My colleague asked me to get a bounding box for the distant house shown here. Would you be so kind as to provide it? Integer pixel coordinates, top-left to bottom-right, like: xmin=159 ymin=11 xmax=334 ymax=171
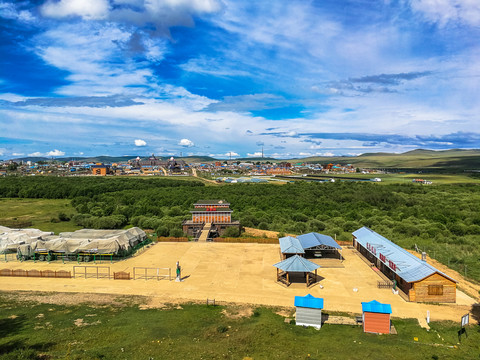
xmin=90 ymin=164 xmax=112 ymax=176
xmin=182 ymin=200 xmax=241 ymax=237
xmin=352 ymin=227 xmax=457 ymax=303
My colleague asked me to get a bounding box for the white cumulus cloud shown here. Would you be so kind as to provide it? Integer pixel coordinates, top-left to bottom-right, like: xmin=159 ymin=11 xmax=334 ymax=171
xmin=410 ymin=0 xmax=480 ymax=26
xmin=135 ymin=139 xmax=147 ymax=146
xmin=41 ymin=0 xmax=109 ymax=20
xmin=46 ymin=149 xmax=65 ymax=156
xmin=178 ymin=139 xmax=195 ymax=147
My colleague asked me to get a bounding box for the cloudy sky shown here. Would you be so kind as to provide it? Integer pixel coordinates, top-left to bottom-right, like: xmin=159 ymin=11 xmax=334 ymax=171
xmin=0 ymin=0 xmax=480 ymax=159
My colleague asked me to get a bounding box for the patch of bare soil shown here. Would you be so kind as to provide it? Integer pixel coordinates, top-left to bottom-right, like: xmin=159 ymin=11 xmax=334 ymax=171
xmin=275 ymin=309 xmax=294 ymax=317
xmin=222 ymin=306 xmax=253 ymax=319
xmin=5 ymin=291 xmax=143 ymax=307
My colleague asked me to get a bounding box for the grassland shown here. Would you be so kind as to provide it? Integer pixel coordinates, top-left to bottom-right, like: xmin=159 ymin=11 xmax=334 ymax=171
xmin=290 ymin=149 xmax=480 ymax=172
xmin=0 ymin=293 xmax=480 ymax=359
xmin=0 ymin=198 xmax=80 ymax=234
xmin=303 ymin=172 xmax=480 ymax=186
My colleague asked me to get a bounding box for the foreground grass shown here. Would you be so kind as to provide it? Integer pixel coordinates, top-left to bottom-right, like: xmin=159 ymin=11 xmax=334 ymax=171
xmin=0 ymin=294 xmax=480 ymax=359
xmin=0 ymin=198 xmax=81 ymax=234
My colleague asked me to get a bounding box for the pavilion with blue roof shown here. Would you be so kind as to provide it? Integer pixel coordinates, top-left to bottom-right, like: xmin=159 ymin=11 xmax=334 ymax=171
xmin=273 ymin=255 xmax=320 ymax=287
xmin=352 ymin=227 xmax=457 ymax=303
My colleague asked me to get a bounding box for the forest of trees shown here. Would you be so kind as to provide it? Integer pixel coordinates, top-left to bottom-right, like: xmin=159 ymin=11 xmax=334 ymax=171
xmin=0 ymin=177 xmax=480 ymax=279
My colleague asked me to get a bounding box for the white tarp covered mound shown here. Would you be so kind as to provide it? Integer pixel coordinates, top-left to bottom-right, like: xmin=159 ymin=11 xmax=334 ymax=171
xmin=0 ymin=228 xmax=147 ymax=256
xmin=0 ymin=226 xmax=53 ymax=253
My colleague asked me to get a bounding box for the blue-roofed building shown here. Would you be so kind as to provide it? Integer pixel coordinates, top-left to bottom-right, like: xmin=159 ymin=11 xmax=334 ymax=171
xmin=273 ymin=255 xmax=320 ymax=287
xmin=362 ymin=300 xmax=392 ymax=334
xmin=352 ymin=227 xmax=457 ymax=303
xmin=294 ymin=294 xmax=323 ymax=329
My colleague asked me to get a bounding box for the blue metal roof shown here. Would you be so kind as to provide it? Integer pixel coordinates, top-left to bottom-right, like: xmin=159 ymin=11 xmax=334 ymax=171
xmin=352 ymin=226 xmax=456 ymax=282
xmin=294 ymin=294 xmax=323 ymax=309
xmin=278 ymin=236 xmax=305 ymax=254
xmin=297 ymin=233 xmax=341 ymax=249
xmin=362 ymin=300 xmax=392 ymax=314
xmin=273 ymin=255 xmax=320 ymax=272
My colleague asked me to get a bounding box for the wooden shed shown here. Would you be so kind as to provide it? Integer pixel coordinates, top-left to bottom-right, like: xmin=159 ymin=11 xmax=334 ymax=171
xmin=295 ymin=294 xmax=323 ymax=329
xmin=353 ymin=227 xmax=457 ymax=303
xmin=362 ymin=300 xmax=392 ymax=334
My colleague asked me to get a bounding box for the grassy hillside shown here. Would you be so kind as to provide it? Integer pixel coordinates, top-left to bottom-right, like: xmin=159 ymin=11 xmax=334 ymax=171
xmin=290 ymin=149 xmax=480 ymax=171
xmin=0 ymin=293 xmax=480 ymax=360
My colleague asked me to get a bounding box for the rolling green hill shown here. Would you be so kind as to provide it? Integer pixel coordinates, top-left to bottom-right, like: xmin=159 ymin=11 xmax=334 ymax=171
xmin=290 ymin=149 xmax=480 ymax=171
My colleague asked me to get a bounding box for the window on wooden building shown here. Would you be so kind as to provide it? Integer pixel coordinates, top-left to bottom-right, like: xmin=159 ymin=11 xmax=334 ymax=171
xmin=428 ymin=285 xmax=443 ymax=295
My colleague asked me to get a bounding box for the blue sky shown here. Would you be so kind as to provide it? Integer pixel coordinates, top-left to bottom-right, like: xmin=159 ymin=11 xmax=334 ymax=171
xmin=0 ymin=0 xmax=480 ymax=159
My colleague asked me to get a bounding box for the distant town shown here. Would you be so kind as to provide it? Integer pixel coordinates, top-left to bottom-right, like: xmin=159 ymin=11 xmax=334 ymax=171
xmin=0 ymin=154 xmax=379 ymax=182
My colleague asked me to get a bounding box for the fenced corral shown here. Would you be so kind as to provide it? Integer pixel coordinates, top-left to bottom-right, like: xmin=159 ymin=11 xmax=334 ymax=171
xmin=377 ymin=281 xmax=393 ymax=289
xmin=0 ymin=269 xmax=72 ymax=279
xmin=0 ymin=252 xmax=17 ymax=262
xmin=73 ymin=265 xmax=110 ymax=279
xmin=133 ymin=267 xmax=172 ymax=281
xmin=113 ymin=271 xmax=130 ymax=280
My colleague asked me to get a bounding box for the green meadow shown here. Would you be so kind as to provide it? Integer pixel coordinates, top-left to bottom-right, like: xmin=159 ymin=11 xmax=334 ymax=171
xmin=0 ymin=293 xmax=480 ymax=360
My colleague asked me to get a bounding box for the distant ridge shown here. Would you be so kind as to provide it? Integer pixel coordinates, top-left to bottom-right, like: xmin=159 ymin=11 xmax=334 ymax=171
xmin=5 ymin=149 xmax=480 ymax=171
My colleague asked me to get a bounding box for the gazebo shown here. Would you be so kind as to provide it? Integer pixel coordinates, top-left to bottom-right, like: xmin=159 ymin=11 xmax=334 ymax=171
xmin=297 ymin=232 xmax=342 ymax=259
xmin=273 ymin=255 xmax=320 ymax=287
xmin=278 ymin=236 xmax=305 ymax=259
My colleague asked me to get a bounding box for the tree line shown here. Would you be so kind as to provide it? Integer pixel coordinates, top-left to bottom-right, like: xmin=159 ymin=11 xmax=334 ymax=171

▶ **What you are asked to do**:
Please rewrite all the rows above with "colleague" changed to "teammate" and everything else left unchanged. Omit the pictures.

▶ **Correct response**:
My teammate asked me to get a bounding box for the distant house shown here. Would you be so kind as to provide it? Integer pixel coordinates, top-left to bottom-right, like: xmin=159 ymin=11 xmax=334 ymax=171
xmin=90 ymin=164 xmax=112 ymax=176
xmin=182 ymin=200 xmax=241 ymax=237
xmin=352 ymin=227 xmax=457 ymax=303
My teammate asked me to get a bounding box for the white cumulus cloud shown here. Would you be so kind as to provide it? Integer pixel coordinates, top-left to bottom-right, like: xmin=159 ymin=11 xmax=334 ymax=171
xmin=410 ymin=0 xmax=480 ymax=26
xmin=135 ymin=139 xmax=147 ymax=146
xmin=41 ymin=0 xmax=109 ymax=20
xmin=46 ymin=149 xmax=65 ymax=156
xmin=178 ymin=139 xmax=195 ymax=147
My teammate asked me to get a bounding box for the cloudy sky shown here. Would you be so kind as to provide it? Integer pixel coordinates, top-left to bottom-right, like: xmin=159 ymin=11 xmax=334 ymax=171
xmin=0 ymin=0 xmax=480 ymax=159
My teammate asked me to get a bounding box for the patch of bare soil shown here. Would you be so kind as to provide it? Integer pixel coordinates, top-left to bottom-right, like: xmin=159 ymin=11 xmax=334 ymax=171
xmin=275 ymin=309 xmax=294 ymax=317
xmin=222 ymin=306 xmax=253 ymax=319
xmin=5 ymin=291 xmax=143 ymax=307
My teammate asked me to get a bounding box for the grassland shown here. Would you be so kind as to provide it? Integer pixel coordinates, top-left to bottom-right, like: xmin=159 ymin=11 xmax=334 ymax=171
xmin=290 ymin=149 xmax=480 ymax=172
xmin=0 ymin=293 xmax=480 ymax=359
xmin=0 ymin=198 xmax=80 ymax=234
xmin=303 ymin=172 xmax=480 ymax=186
My teammate asked me to get a bounding box for the foreground grass shown here. Would you be so kind as to provide it? Integer pixel coordinates, top-left to bottom-right, like: xmin=159 ymin=11 xmax=334 ymax=171
xmin=0 ymin=294 xmax=480 ymax=359
xmin=0 ymin=198 xmax=81 ymax=234
My teammate asked me to get a bounding box for the pavilion with blue roof shown here. Would you be so kind as to provide it? Integer pixel coordinates, top-left to bottom-right, like: xmin=159 ymin=11 xmax=334 ymax=171
xmin=273 ymin=255 xmax=320 ymax=287
xmin=352 ymin=227 xmax=457 ymax=303
My teammate asked me to get a bounding box for the forest of trees shown here. Would you be so kind as to provide it? Integer pixel coordinates, top-left to bottom-right, like: xmin=159 ymin=11 xmax=334 ymax=171
xmin=0 ymin=177 xmax=480 ymax=279
My teammate asked me to get a bounding box for the white tarp covered mound shown here. Would you be so kind as to provide it? Integer pixel coordinates, top-left to bottom-right, like: xmin=159 ymin=11 xmax=334 ymax=171
xmin=0 ymin=228 xmax=147 ymax=256
xmin=0 ymin=226 xmax=53 ymax=253
My teammate asked me to get a bounding box for the blue-roofed building shown here. Would you be so kind as to provide it? Integer pixel coordinates, top-left to bottom-right, like: xmin=159 ymin=11 xmax=334 ymax=171
xmin=273 ymin=255 xmax=320 ymax=287
xmin=362 ymin=300 xmax=392 ymax=334
xmin=352 ymin=227 xmax=457 ymax=303
xmin=294 ymin=294 xmax=323 ymax=329
My teammate asked me to get a bounding box for the blue metal roof shown here. Would you be so kind as to provide it? Integer pixel coordinates, top-left to bottom-right, like: xmin=159 ymin=11 xmax=334 ymax=171
xmin=352 ymin=226 xmax=456 ymax=282
xmin=294 ymin=294 xmax=323 ymax=309
xmin=278 ymin=236 xmax=305 ymax=254
xmin=297 ymin=233 xmax=341 ymax=249
xmin=362 ymin=300 xmax=392 ymax=314
xmin=273 ymin=255 xmax=320 ymax=272
My teammate asked me to get a bounding box for the wooden shed shown here. Would you be so kind as to provide it? Integer pixel coordinates, top-left to bottom-right, like: xmin=159 ymin=11 xmax=334 ymax=171
xmin=295 ymin=294 xmax=323 ymax=329
xmin=353 ymin=227 xmax=457 ymax=303
xmin=362 ymin=300 xmax=392 ymax=334
My teammate asked me to get a bounding box for the grassy hillside shown here. Would you be so kind as to provide it? Integer pixel coordinates, top-left to bottom-right, like: xmin=159 ymin=11 xmax=334 ymax=171
xmin=290 ymin=149 xmax=480 ymax=171
xmin=0 ymin=293 xmax=480 ymax=360
My teammate asked me to get a bounding box for the rolling green hill shown here. Would you be so kind as to provide it? Integer pixel coordinates, top-left to bottom-right, like: xmin=159 ymin=11 xmax=334 ymax=171
xmin=290 ymin=149 xmax=480 ymax=171
My teammate asked me to get a bounding box for the window on wooden building shown here. Would you be so kind as to provide it? Integer pixel coordinates, top-left to bottom-right, like: xmin=159 ymin=11 xmax=334 ymax=171
xmin=428 ymin=285 xmax=443 ymax=295
My teammate asked me to get a bounding box for the blue sky shown here. Would you be so kind as to provide it? Integer pixel coordinates, top-left to bottom-right, like: xmin=159 ymin=11 xmax=334 ymax=171
xmin=0 ymin=0 xmax=480 ymax=159
My teammate asked me to get a bounding box for the distant town shown here. Would you be so kind as to provide it? Integer pixel coordinates, top-left to bottom-right, like: xmin=159 ymin=11 xmax=334 ymax=171
xmin=0 ymin=154 xmax=379 ymax=182
My teammate asked me to get a bounding box for the fenced corral shown here. Would you be so kind as to provide it? Integer pixel coordinates, top-left to bottom-right, like: xmin=159 ymin=11 xmax=334 ymax=171
xmin=377 ymin=281 xmax=393 ymax=289
xmin=0 ymin=269 xmax=72 ymax=279
xmin=0 ymin=252 xmax=17 ymax=262
xmin=73 ymin=265 xmax=110 ymax=279
xmin=133 ymin=267 xmax=172 ymax=281
xmin=113 ymin=271 xmax=130 ymax=280
My teammate asked me to get a bounding box for the green meadow shown here. Would you be so kind as to provide it? Integer pixel coordinates, top-left to bottom-right, like: xmin=159 ymin=11 xmax=334 ymax=171
xmin=0 ymin=293 xmax=480 ymax=360
My teammate asked me to get a bounding box for the distant ridge shown here. Would you be so kind as to provide it? Integer pixel coordinates, top-left to bottom-right, like: xmin=159 ymin=11 xmax=334 ymax=171
xmin=5 ymin=149 xmax=480 ymax=171
My teammate asked me to get a bounding box for the gazebo shown here. Would you be so kind as to provide it? Integer pixel coordinates, top-left to bottom-right, like: xmin=159 ymin=11 xmax=334 ymax=171
xmin=297 ymin=232 xmax=342 ymax=259
xmin=273 ymin=255 xmax=320 ymax=287
xmin=278 ymin=236 xmax=305 ymax=259
My teammate asked me to get a bounding box for the tree line shown here. Would you be so kind as to provide it? Integer pixel coordinates, top-left to bottom-right, like: xmin=159 ymin=11 xmax=334 ymax=171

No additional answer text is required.